** start ITEMS **

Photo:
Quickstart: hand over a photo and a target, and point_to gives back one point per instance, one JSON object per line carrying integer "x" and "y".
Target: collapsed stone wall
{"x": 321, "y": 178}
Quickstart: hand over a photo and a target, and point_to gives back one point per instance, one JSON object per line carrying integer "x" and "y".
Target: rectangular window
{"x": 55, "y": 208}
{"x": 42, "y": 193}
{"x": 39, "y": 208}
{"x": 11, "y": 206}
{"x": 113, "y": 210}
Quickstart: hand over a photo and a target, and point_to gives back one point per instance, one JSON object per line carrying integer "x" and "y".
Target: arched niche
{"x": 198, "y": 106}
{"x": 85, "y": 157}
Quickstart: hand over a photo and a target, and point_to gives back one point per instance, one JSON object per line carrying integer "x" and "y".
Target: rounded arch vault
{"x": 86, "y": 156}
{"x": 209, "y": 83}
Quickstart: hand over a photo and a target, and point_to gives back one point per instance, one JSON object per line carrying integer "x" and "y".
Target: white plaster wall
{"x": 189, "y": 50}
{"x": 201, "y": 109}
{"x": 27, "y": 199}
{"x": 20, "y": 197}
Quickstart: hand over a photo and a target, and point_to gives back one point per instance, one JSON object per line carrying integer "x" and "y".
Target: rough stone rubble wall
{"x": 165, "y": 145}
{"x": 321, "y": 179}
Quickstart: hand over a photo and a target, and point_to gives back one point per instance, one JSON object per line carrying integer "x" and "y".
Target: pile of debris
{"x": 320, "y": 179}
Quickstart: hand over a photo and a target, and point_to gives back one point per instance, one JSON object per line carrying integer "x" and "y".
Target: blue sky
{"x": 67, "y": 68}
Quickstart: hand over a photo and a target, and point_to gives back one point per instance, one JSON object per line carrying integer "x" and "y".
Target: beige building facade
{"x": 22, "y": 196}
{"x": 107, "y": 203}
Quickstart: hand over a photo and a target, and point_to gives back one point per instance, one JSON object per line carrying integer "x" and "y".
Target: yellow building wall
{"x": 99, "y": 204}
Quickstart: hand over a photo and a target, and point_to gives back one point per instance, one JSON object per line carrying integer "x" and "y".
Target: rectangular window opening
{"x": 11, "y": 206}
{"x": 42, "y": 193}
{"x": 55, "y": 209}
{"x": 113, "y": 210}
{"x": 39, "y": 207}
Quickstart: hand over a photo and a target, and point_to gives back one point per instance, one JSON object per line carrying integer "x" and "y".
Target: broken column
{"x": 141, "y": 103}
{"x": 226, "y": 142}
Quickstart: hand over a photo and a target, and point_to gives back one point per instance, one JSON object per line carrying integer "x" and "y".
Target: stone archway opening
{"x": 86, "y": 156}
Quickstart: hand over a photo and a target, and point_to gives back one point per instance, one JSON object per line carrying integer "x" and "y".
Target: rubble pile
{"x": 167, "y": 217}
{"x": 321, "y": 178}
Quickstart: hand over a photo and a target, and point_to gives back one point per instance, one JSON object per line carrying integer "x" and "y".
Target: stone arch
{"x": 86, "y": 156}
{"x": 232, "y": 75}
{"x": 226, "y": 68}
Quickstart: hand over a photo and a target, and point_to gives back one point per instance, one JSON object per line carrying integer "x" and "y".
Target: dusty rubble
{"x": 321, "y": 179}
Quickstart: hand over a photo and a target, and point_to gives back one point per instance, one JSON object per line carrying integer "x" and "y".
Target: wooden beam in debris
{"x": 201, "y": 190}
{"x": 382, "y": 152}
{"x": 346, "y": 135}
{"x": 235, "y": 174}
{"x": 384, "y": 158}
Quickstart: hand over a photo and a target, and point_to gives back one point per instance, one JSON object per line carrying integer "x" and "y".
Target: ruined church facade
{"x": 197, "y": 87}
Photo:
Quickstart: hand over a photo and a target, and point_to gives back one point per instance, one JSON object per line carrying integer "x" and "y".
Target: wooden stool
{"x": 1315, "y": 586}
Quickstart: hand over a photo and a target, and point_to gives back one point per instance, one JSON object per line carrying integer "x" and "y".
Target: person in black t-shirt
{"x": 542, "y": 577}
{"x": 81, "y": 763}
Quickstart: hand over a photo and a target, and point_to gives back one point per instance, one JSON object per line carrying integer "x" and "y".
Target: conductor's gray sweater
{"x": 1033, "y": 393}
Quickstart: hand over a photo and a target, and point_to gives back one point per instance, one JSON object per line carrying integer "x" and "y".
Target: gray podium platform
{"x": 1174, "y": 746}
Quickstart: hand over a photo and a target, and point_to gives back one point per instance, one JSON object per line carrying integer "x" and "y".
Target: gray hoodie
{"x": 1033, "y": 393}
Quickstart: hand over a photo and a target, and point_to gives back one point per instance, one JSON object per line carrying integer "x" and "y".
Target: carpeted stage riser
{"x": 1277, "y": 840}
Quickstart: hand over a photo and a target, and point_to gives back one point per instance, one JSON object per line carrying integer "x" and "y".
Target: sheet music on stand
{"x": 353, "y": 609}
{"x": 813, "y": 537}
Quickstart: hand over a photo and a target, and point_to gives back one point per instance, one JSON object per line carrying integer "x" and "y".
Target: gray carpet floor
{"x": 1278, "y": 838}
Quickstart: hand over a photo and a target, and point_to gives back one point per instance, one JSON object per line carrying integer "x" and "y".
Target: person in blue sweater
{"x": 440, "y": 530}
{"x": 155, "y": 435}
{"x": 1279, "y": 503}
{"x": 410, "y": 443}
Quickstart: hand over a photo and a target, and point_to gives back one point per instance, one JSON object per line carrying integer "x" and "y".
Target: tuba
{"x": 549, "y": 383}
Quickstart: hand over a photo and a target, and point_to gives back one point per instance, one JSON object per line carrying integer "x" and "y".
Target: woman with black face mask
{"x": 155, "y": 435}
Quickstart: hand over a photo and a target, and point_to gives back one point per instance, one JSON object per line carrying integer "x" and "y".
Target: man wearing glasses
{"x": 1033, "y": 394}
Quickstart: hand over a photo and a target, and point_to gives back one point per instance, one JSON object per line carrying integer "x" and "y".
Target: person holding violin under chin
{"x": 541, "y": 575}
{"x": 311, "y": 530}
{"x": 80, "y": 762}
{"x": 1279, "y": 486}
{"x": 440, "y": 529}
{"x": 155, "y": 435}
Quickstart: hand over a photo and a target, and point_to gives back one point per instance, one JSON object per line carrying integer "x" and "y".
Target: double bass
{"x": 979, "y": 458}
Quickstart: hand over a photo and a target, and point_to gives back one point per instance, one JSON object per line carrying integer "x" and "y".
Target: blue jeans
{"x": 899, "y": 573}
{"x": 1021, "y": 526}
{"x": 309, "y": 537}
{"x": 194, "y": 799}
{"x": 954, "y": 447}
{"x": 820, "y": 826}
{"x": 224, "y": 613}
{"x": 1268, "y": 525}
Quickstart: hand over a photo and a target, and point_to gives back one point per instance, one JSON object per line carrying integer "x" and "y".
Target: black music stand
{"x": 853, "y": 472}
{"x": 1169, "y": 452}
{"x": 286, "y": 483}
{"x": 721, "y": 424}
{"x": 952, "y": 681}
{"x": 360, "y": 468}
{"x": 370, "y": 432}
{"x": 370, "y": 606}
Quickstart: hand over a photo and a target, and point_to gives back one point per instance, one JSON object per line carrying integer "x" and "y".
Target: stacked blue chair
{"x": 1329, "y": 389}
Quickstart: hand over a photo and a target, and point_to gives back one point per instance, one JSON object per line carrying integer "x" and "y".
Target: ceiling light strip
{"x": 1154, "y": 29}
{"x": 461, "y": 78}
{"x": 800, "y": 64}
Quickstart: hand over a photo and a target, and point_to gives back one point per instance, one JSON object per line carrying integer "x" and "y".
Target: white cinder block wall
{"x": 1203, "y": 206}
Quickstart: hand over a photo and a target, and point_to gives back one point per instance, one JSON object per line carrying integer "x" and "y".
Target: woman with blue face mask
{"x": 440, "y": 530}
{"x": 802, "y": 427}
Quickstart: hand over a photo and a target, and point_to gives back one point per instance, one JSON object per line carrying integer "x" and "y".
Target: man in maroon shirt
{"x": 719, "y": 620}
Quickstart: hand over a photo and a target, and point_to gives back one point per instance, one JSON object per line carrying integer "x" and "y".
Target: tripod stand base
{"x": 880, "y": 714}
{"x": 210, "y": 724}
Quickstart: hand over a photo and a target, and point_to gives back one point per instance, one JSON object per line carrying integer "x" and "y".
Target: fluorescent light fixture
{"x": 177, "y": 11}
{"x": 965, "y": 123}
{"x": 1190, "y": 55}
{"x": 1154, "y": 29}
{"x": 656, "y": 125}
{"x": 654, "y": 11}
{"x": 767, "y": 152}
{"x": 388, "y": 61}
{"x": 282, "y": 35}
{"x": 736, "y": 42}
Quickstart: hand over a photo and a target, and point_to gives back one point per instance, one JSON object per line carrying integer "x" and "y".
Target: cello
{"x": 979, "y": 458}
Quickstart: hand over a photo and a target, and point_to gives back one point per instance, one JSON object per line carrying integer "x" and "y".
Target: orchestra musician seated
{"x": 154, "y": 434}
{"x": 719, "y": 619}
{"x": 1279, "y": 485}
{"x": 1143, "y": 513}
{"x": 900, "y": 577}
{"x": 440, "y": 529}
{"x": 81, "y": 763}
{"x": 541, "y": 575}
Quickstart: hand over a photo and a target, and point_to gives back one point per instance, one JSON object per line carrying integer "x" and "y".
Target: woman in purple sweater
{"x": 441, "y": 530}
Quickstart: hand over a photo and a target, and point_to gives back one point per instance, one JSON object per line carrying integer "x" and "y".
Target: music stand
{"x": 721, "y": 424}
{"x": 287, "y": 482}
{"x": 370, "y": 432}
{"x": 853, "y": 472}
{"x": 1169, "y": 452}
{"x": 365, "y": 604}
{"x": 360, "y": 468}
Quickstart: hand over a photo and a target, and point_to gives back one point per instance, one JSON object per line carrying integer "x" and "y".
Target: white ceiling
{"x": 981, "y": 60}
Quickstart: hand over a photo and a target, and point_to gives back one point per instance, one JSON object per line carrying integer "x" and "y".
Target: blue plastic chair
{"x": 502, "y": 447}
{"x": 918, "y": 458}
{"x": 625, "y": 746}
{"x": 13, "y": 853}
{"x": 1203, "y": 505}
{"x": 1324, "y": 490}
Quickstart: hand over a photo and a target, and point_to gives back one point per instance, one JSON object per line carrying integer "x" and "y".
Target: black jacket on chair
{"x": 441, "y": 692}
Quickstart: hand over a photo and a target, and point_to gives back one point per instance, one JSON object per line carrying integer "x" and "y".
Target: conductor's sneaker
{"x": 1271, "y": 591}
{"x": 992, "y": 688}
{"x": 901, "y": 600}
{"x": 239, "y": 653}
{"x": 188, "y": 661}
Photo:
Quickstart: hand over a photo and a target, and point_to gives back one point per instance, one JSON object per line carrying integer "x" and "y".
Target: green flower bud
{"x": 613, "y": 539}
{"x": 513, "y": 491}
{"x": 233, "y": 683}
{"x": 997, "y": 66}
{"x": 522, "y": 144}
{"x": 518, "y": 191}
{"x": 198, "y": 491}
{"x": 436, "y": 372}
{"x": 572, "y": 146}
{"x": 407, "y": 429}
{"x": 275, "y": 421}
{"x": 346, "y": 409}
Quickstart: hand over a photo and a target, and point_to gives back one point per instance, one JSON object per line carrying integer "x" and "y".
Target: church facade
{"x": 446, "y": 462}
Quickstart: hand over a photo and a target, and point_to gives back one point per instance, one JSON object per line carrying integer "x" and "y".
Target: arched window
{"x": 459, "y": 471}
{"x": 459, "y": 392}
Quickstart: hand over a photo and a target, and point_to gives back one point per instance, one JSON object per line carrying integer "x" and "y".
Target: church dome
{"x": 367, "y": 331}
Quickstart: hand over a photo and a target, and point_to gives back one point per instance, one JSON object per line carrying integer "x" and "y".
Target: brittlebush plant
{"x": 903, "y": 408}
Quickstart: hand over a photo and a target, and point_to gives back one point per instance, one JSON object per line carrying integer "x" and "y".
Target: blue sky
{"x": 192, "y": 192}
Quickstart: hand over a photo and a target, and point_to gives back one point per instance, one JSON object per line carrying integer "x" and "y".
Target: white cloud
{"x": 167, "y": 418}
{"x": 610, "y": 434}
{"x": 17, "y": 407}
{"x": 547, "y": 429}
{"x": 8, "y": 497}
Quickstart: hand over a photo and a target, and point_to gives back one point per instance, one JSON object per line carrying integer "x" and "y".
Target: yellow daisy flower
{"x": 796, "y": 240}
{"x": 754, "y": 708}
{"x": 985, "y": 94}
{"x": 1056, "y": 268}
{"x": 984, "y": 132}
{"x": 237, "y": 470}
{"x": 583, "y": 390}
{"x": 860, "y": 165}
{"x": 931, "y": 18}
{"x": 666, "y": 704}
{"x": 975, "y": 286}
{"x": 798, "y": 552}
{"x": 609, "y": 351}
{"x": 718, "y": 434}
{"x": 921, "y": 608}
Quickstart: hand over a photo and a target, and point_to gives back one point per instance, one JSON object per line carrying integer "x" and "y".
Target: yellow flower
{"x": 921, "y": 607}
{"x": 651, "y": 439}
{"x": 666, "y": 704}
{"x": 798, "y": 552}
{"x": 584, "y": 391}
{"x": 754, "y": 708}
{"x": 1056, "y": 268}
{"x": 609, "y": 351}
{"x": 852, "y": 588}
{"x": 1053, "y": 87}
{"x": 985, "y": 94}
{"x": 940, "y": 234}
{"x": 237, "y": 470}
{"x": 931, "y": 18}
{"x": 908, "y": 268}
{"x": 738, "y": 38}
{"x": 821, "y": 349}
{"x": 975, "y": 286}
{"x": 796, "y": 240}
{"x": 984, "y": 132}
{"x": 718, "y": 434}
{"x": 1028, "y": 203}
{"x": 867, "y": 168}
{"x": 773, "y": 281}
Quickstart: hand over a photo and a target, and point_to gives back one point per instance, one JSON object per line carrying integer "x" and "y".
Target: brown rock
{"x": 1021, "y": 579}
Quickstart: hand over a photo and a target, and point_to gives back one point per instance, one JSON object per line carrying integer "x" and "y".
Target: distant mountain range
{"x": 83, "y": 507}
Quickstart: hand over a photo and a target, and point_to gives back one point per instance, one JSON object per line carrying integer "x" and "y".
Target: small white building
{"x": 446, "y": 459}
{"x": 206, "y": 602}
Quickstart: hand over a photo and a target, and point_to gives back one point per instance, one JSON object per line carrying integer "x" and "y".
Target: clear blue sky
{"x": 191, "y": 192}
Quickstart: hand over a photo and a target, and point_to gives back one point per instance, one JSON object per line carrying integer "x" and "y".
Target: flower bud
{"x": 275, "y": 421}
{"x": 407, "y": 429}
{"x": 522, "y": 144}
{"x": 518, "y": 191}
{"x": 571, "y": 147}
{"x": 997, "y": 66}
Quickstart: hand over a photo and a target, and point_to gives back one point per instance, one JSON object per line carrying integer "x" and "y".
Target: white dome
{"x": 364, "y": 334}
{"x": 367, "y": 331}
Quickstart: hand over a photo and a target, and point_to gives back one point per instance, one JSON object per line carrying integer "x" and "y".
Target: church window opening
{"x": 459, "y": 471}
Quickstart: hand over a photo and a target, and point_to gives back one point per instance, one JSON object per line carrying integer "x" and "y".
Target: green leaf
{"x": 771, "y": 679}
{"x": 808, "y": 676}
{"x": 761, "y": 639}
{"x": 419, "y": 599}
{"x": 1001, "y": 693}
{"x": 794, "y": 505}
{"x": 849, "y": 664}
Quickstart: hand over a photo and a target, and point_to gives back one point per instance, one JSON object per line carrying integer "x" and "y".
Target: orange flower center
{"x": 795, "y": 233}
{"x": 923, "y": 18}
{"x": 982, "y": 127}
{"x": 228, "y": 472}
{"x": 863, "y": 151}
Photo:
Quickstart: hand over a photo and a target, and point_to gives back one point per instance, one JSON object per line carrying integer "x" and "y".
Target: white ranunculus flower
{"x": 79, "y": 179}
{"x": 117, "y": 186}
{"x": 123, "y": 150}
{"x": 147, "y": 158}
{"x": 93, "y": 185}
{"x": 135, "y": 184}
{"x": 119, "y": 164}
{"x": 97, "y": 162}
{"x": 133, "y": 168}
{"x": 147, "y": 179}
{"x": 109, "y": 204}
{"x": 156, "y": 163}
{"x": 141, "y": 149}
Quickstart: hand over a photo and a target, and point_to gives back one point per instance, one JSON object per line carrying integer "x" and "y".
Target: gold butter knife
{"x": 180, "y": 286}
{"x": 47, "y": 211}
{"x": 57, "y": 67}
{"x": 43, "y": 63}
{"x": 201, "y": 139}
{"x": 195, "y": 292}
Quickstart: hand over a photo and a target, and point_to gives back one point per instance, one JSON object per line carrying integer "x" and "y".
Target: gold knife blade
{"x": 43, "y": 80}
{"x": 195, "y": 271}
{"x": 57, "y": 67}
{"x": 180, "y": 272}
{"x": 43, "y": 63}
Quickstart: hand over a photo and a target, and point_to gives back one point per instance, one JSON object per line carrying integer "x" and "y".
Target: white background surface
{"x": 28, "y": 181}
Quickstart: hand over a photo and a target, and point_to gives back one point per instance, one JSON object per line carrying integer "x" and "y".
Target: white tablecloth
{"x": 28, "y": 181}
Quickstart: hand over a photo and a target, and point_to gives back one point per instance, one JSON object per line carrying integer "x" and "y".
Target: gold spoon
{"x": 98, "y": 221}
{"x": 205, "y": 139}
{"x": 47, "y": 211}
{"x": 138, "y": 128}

** end ITEMS **

Pick out each line of the records above that contains the word "yellow", and copy those lines.

Target: yellow building wall
Target: yellow daisy flower
Target: yellow flower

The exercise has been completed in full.